What the task requires —
Starting with the line containing "Exercise. Mark the police" and going on through the line containing "Exercise. Mark the dog's black", return the lines of the data below exactly, and only those.
*** Supplied data Section Begins ***
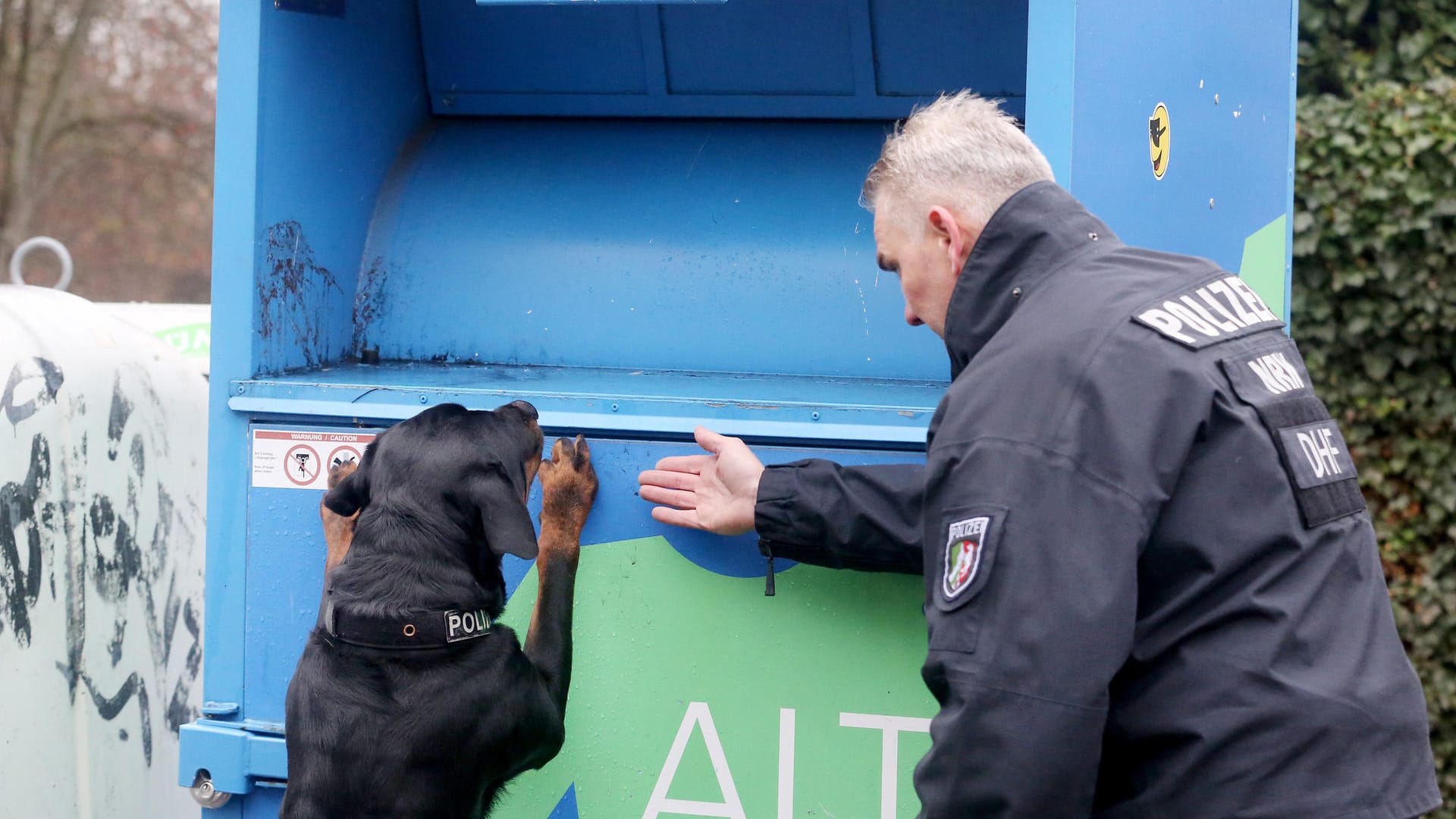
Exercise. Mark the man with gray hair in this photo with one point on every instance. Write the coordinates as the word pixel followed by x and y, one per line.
*** Supplied data Section Ends ***
*** Supplied data Section Begins ***
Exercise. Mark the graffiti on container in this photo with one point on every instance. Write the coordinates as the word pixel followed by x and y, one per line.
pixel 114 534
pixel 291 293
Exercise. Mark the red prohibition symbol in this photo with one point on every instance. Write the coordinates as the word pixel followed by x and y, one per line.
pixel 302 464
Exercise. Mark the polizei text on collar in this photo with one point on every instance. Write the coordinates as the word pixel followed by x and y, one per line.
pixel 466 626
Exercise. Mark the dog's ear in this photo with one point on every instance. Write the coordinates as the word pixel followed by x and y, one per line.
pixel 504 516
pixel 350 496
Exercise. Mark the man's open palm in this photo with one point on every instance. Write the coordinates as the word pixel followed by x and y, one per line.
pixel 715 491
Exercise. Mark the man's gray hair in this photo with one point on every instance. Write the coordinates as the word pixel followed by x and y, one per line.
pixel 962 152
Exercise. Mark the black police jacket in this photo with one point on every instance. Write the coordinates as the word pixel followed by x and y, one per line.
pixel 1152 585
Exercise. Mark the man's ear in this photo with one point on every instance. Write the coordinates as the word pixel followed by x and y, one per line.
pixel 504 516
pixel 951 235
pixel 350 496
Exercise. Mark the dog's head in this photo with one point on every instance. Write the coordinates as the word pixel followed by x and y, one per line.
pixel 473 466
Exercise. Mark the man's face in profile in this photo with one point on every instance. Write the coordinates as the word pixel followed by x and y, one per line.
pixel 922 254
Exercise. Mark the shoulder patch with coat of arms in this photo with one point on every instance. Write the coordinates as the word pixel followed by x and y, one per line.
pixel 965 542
*** Supplied data Section Ends ***
*** Supplied data Section Begins ***
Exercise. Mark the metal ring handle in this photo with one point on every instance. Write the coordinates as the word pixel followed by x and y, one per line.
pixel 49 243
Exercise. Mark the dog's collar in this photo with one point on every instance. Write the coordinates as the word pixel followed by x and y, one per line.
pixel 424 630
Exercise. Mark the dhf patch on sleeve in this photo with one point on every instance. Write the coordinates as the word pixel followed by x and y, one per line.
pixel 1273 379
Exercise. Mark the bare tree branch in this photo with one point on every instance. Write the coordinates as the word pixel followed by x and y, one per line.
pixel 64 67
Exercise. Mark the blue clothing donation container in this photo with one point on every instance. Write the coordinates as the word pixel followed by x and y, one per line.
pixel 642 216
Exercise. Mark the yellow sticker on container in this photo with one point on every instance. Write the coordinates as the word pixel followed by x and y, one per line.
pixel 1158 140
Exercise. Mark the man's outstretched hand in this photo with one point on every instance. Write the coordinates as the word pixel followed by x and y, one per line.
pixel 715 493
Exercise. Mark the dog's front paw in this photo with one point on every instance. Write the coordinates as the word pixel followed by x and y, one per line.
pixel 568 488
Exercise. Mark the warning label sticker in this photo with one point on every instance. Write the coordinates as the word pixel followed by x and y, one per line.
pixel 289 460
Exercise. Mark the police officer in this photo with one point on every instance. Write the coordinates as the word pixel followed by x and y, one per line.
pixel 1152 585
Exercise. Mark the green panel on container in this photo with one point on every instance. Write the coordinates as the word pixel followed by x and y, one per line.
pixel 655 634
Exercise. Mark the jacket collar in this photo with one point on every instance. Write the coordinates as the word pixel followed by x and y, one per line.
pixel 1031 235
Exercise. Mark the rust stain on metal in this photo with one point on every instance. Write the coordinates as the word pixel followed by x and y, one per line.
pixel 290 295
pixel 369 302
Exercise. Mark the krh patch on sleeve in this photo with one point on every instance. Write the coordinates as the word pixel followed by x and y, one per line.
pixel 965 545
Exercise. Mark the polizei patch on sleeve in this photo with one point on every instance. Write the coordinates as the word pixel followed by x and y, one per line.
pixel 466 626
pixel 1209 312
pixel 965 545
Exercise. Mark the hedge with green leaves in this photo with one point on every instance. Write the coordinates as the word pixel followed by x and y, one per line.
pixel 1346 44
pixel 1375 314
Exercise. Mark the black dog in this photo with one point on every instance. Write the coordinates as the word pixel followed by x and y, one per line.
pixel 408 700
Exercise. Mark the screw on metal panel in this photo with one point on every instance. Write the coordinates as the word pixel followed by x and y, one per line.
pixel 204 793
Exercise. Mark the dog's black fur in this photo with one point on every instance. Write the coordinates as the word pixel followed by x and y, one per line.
*** Supplied data Section Ends ***
Reply —
Exercise. Mark the police officer in this photo with one point on every instance. Write the coordinates as the word pixel followed by x and y, one per line.
pixel 1152 585
Exercise. Mark the green panel on container in this photo with one point on every instance. Write the coordinates as the word pixel followed by x and y, one per line.
pixel 655 634
Exercise. Mark the jacket collar in this photo with one point on every instance. Write the coordinates as the word pixel followed by x and y, one per line.
pixel 1031 235
Exercise. Mark the rust stain on metal in this photo with one point on every instance. Write the coordinates as the word pixel followed by x and y, one per line.
pixel 290 295
pixel 369 302
Exercise. Mark the krh patch on sleeve in this photo with one point on every instance. Write the coordinates as the word pixel followed by x and y, one per line.
pixel 965 545
Exercise. Mark the polizei patch on sleeve in this photo with one point on every instance. Write the coordinates as the word pixel followed by x and y, one per line.
pixel 466 626
pixel 1209 312
pixel 965 545
Exercise. Mark the hedge with green leaves in this photo with one point on every instance. Write the coordinates as the word pixel followed by x and y, one per line.
pixel 1346 44
pixel 1375 314
Exercise. Mark the black dog in this photo with one point on every instance. Write the coordinates as the word pixel followed by x and y, one per line.
pixel 408 700
Exercise. Mark the screw on metal panel in this photo with one point on every instance. Write the coordinates as the word pixel followed by x and y, one per line.
pixel 204 793
Exercise. Mark the dog's black fur in this photo with one point on every instance. Write the coordinates as the word pixel followed by x and y, one per line.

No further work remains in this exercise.